Estonia has 165,000 mires (including 20,000 peat bogs), each with an area of one hectare or greater. About 1500 are commercially important and most have thicknesses of three to seven meters, with a maximum of 16.7 meters in the Haanja Heights. Lake chalk is sometimes used to neutralize high acidity and for art material. Estonia also has iron ore in the crystalline basement, pyrite and glauconite, as well as lead and zinc sulfide ore. Granite rock near Tallinn is often extracted for road work.

Estonia also has extensive clays dating to the Cambrian, Devonian and Quaternary, which are widely used in ceramics and cement. Limestone is also used as a raw material for the chemical, pulp, paper, building stone and glass industries, while dolomite is sometimes used for facing stones. Gyttja lake mud occurs in 121 lakes, with up to three billion cubic meters of reserves and a large deposit of 45 million tons at Varska. Lake mud can be used for medical purposes, or in fertilizers.

==History of geologic research==
Estonian geologists have developed The Book of Primeval Nature, chronicling landforms in the country. The Kaali meteorite crater on Saaremaa Island was the first geologic site slated for protection after its recognition in 1937.

● Information given
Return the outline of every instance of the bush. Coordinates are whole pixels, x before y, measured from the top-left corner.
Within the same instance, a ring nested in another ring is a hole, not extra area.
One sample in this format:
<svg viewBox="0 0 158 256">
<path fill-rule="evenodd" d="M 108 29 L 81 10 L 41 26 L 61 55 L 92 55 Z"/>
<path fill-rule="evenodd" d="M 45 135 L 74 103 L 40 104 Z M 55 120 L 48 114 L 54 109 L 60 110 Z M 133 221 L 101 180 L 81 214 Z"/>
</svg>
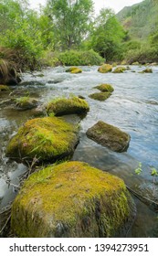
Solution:
<svg viewBox="0 0 158 256">
<path fill-rule="evenodd" d="M 141 64 L 158 62 L 158 49 L 148 47 L 130 50 L 126 56 L 126 62 L 132 64 L 136 61 Z"/>
<path fill-rule="evenodd" d="M 104 61 L 104 59 L 92 49 L 88 51 L 65 51 L 58 55 L 58 59 L 65 66 L 100 65 Z"/>
</svg>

● Work request A
Answer these questions using the text on Estonia's geology:
(i) What is the maximum thickness of Estonia's mires, and where is it found?
(ii) In how many lakes does gyttja lake mud occur?
(iii) In what year was the Kaali meteorite crater recognized?
● Work request B
Write the next part of the text on Estonia's geology, starting after its final sentence.

● Exercise answer A
(i) 16.7 meters, in the Haanja Heights.
(ii) 121 lakes.
(iii) 1937.

● Exercise answer B
The Institute of Geology of the Academy of Sciences was organized in 1947, followed by the founding of the Geological Survey of Estonia and the Institute of Geology in 1957. Since the 1950s, Estonian organizations drilled tens of thousands of boreholes through the sedimentary cover, in some cases reaching more than 500 meters deep into the crystalline basement rock.

The Geological Survey of Estonia completed mapping of Paleozoic bedrock and Quaternary sediments by 1975. Additional maps of hydrogeology, geomorphology, engineering geology and even geoecology have been completed since then. Up until 1990, all geologic publications were written in Russian.